■ USING THE INFORMATION ■
**a)** List the four one-word adverbs that the passage on Boisse and Terehova sets out as a line of their own.
**b)** Rewrite the passage on Boisse and Terehova between "Even more damaging" and "on your side.", inclusive, replacing "insults" with "jabs".

■ SELECTED TEXT ■
Sarcasm. Noun. “The use of irony to mock or convey contempt.” Boisse is mocking what she assumes is how some men think. For the sake of clarity, I believe it’s safe to assume that Boisse does not think that all men think or behave in this way. She singles out a specific kind of man she fears will be affected by Terehova’s article:

Even more damaging is the fact that it was written by a woman. This scares me because some mouth-breathing knuckle dragger might take that as meaning it holds innate validity.

So Boisse is addressing lower-intelligence men, by singling them out with sarcasm and insults, and warning them that articles like Terehova’s are normalizing rape and putting blame on the victims. Even if one of these “knuckle draggers” recognizes that he is being addressed, I doubt sarcastic insults are the best way to get him on your side.

But… what about the fact that nothing in Terehova’s article even remotely promotes or even represents rape culture. The article is linked above, and I welcome anyone to quote a piece of it in the comments and to explain how it could:

  • Encourage people to blame the victims of rape.
  • Normalize sexual violence.

Not a single line in the listicle does any such thing. In fact, Terehova’s article highlights something worthy of an actual discussion: failures of communication between men and women. Perhaps Boisse is a rare exception to the rule of man-woman dating communication falling short:

You’ll know if she wants sex because she will say so.

Explicitly. Enthusiastically. Coherently. Repeatedly.

Neither of us can speak for all men, or all women, but from personal experience and even from what I commonly hear girls and guys gossiping about, communication at the genesis of dating is extremely unclear. In fact, a woman “explicitly, enthusiastically, coherently, repeatedly” asking for sex is not only extremely rare, but generally gets labeled as “slutty” or “promiscuous” behavior.

Stored data entries:
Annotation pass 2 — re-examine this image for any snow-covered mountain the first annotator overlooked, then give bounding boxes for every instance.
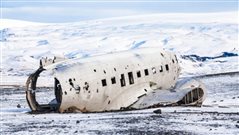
[0,12,239,85]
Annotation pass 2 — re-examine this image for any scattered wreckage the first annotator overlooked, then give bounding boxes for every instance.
[26,48,206,113]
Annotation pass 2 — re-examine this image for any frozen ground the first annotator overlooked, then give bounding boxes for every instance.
[0,12,239,135]
[0,12,239,85]
[0,72,239,135]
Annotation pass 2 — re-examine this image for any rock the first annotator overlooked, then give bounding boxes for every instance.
[17,104,21,108]
[153,109,162,114]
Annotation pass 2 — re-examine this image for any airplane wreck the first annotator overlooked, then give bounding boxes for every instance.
[26,48,206,113]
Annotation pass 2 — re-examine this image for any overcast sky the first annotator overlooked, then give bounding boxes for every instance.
[1,0,238,23]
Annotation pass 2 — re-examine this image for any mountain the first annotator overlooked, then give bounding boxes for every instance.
[0,12,239,84]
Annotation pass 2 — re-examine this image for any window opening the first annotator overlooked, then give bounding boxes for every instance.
[152,67,156,74]
[165,64,169,71]
[111,77,116,84]
[144,69,149,76]
[159,66,163,72]
[120,74,125,87]
[128,72,134,84]
[101,79,107,87]
[136,71,141,78]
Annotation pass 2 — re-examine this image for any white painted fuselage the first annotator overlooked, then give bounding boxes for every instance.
[53,48,180,112]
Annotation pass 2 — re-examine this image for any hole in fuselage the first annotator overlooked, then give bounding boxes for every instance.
[26,68,62,113]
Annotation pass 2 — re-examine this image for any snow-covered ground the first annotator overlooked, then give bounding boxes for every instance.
[0,73,239,135]
[0,12,239,135]
[0,12,239,86]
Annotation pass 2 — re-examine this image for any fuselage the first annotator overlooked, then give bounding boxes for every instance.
[53,48,180,112]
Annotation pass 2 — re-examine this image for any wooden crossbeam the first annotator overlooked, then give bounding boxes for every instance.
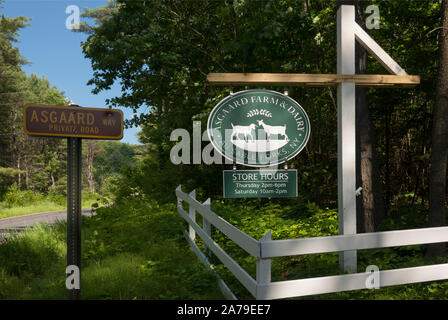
[207,73,420,87]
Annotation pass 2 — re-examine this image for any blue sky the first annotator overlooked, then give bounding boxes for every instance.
[0,0,147,144]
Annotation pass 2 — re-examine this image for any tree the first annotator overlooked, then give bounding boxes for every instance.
[427,0,448,256]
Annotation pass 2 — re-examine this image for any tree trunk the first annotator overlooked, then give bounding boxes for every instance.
[427,0,448,256]
[355,1,384,232]
[86,141,95,193]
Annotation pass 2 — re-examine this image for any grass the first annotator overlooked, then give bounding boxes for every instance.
[0,202,223,299]
[0,195,110,219]
[0,200,448,300]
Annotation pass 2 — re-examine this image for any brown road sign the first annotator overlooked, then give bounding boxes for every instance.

■ COMPLETED EXERCISE ■
**a)** Explicitly, Enthusiastically, Coherently, Repeatedly

**b)**
Even more damaging is the fact that it was written by a woman. This scares me because some mouth-breathing knuckle dragger might take that as meaning it holds innate validity.

So Boisse is addressing lower-intelligence men, by singling them out with sarcasm and jabs, and warning them that articles like Terehova’s are normalizing rape and putting blame on the victims. Even if one of these “knuckle draggers” recognizes that he is being addressed, I doubt sarcastic jabs are the best way to get him on your side.